*Task to complete*
Could you switch every "noun phrase" in the entries below to "search phrase" and give the lines back otherwise unchanged, with the pictures left out?

*Data for processing*
════════════════

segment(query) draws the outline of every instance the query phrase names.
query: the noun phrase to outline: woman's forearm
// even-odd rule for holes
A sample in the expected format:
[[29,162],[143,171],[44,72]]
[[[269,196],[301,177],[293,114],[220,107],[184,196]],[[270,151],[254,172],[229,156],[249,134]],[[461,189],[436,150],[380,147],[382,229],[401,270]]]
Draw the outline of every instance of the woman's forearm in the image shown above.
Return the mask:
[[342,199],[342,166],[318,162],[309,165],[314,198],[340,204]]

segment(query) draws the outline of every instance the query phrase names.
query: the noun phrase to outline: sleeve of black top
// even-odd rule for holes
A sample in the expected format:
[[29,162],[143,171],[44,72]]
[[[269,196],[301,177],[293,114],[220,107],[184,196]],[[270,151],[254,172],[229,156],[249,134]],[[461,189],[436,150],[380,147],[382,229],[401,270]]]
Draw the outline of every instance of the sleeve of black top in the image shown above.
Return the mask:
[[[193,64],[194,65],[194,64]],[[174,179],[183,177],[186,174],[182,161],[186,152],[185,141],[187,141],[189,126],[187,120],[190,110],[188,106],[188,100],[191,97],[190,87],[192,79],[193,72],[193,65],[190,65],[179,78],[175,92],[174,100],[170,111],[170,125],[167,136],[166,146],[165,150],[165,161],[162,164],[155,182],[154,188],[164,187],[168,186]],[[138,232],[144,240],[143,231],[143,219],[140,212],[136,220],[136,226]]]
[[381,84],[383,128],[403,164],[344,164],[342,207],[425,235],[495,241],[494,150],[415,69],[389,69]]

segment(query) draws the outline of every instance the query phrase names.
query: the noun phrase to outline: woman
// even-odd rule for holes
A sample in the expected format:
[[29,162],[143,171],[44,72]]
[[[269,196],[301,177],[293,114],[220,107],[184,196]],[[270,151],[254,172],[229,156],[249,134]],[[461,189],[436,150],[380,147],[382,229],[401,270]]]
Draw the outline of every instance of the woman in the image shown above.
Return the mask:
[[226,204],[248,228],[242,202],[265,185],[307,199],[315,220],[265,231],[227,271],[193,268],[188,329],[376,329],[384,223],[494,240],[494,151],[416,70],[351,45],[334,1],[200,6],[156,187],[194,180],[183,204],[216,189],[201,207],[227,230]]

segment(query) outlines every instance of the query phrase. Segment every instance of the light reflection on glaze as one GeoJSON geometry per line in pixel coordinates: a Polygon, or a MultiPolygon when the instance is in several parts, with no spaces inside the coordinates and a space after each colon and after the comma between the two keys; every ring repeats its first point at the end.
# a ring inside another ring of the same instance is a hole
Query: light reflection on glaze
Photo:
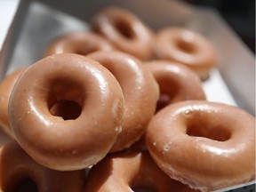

════════════════

*Solution for this task*
segment(query) draws the outline of every instance the query phrase names.
query: the search phrase to outline: woman's forearm
// even-odd rule for holes
A sample in the expected format:
[[29,162],[143,171],[44,72]]
[[[269,196],[301,177],[293,114],[220,107],[184,196]],[[270,151],[254,172],[229,156],[249,134]],[[461,189],[436,150],[380,147],[382,229],[401,270]]]
Draw the outline of every instance of the woman's forearm in the image shown above.
Return the mask:
[[342,199],[342,166],[318,162],[309,165],[314,198],[340,204]]

segment(query) draws the outline of every instance the query phrase names.
query: the search phrase to outline: sleeve of black top
// even-odd rule for holes
A sample in the expected format:
[[29,162],[143,171],[44,72]]
[[[269,196],[301,177],[293,114],[220,107],[184,196]],[[270,151],[254,172],[229,156],[249,134]],[[461,189],[436,150],[380,147],[382,229],[401,270]]]
Draw the outline of every instance of the sleeve of black top in the image shown above.
Return the mask:
[[[193,64],[194,65],[194,64]],[[174,179],[183,177],[186,174],[182,161],[186,152],[185,141],[187,141],[189,126],[187,120],[190,110],[188,106],[188,100],[191,97],[190,87],[192,79],[193,72],[193,65],[190,65],[179,78],[175,92],[174,100],[170,111],[170,125],[167,136],[166,146],[165,150],[165,161],[162,164],[155,182],[154,188],[164,187],[168,186]],[[138,232],[144,240],[143,231],[143,219],[140,212],[136,220],[136,226]]]
[[381,84],[383,128],[403,164],[344,164],[342,207],[425,235],[495,241],[494,150],[415,69],[389,69]]

segment(query) draws the outline of every instance the query phrase names.
query: the search phrase to outline: woman
// even-odd rule for holes
A sample in the expected format:
[[29,162],[143,171],[44,72]]
[[[269,196],[301,177],[293,114],[220,107],[184,196]],[[270,151],[254,172],[229,156],[249,134]],[[461,189],[436,150],[380,147],[382,229],[401,270]]]
Draw the outline of every instance of the woman in the image shown above.
Return the mask:
[[226,204],[248,228],[242,202],[265,185],[307,199],[315,220],[265,231],[227,271],[193,268],[188,329],[376,329],[384,223],[494,240],[494,151],[416,70],[351,45],[334,1],[200,6],[156,187],[194,180],[183,204],[216,189],[201,207],[227,230]]

segment(query) outlines every instance of the query phrase. Segment every instance of the light reflection on glaze as one GeoJSON geometry per line in pixel coordinates: a Polygon, or a MultiPolygon when the instance is in several parts, with no spaces inside the coordinates and a space after each colon and after the comma between the two keys; every ring repeats its first point at the end.
# a ring inside another ring of the same instance is a hole
Query: light reflection on glaze
Photo:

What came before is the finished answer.